## WHAT TO PRODUCE:
Please write out all of the data below word for word, leaving the pictures out.

## INPUT:
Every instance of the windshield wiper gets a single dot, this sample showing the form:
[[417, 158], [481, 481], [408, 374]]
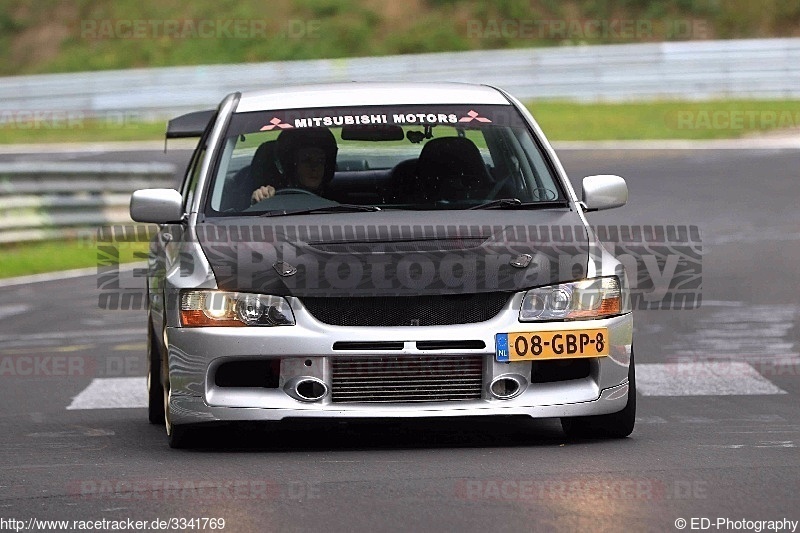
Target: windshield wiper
[[516, 203], [341, 208]]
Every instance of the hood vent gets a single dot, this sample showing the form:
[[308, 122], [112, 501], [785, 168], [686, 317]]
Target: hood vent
[[433, 310]]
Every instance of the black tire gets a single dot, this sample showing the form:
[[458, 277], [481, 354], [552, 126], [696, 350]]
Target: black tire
[[611, 426], [155, 389]]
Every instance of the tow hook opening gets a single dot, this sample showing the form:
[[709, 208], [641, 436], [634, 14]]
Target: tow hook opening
[[507, 387]]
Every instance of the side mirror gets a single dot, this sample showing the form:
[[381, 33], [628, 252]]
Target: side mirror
[[156, 205], [604, 191]]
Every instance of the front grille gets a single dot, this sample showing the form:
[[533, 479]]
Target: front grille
[[407, 379], [434, 310]]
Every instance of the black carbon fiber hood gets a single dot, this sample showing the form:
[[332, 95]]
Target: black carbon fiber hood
[[400, 253]]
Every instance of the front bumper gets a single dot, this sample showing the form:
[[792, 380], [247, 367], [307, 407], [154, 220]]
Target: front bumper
[[307, 349]]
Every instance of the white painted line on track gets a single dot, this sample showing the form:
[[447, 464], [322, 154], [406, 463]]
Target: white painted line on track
[[702, 379], [14, 309], [112, 393], [64, 274]]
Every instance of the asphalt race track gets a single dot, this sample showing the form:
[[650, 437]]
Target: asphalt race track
[[718, 435]]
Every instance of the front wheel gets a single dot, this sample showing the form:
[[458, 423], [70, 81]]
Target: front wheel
[[611, 426]]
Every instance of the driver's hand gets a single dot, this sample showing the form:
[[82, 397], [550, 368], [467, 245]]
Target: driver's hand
[[267, 191]]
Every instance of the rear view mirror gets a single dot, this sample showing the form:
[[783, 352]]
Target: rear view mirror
[[604, 191], [372, 132], [159, 206]]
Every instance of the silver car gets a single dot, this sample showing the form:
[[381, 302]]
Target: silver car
[[379, 251]]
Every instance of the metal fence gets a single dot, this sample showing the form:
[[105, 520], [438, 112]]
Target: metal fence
[[764, 68], [57, 200], [52, 200]]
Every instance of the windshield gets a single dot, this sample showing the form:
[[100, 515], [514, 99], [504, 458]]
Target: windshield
[[387, 157]]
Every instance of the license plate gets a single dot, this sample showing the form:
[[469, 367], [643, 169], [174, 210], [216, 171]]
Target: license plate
[[543, 345]]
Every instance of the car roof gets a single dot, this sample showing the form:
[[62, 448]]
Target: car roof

## TASK RESULT:
Every instance of the windshield wiper gets a single dot, this sample showing the form:
[[417, 158], [481, 481], [408, 374]]
Target: windshield wiper
[[516, 203], [341, 208]]
Every instance of the hood vent gets a single dot, this sample showing the form:
[[308, 122], [112, 501], [785, 168], [686, 317]]
Target: hood vent
[[433, 310]]
Every instance of the black tire gets a single dot, this sample showing the form:
[[458, 277], [481, 354], [552, 126], [696, 350]]
Target: black tire
[[611, 426], [155, 389]]
Every instance of the tow hook opening gets a single dot, this sample showing the form:
[[709, 208], [641, 436], [634, 14]]
Target: tow hook opening
[[507, 387]]
Every instance of the side mirror gets a single dot, this sample showing the form:
[[381, 33], [628, 252]]
Target: side mirror
[[156, 205], [604, 191]]
Every instance of the front grille gets a single dot, this sample showing the form:
[[533, 479]]
Target: front grille
[[407, 379], [434, 310]]
Every instance of the black carbon fiber hood gets a single dot, this sample showing the form:
[[332, 95]]
Target: black carbon fiber hood
[[400, 253]]
Every instance of the front bumper gets a single dot, this sample showing the form:
[[792, 380], [247, 367], [307, 407], [154, 220]]
Target: front bumper
[[307, 349]]
Every instance of the white painted line on track gets a single dot, this sample showing the form:
[[447, 464], [322, 154], [406, 463]]
Target: white painted line on track
[[702, 379], [14, 309], [112, 393], [64, 274]]
Every instance of the asphalt race track gets a single dot, this sample showing the form:
[[650, 437]]
Target: asphalt race track
[[718, 435]]
Every instance of the front wheel gets a single dot, this sample showing the form:
[[458, 423], [70, 81]]
Target: front wheel
[[611, 426]]
Every instance of the driver's hand gets a single dot, this sample showing the form:
[[82, 397], [550, 368], [467, 245]]
Target: driver's hand
[[267, 191]]
Every instance of the rear view mirror gets a single dot, this sample showing the form:
[[783, 352]]
Target: rear view mirror
[[604, 191], [372, 132], [159, 206]]
Every instance of the silver car gets a single dot, this sample showing the form:
[[381, 302]]
Target: silver car
[[379, 251]]
Every instance of the metal fence gets a single dot, this sample showing the form:
[[105, 520], [438, 112]]
Target: metal fence
[[764, 68], [57, 200], [52, 200]]
Every instance of the windshield gets a single dot, this sample showing the form:
[[100, 515], [514, 99], [504, 458]]
Target: windshield
[[387, 157]]
Every instance of the license plate gets a single dot, this sample showing the form:
[[469, 367], [643, 169], [174, 210], [216, 171]]
Target: license plate
[[543, 345]]
Every instance of the car roof gets a single dot, this sample showing the form:
[[62, 448]]
Target: car roof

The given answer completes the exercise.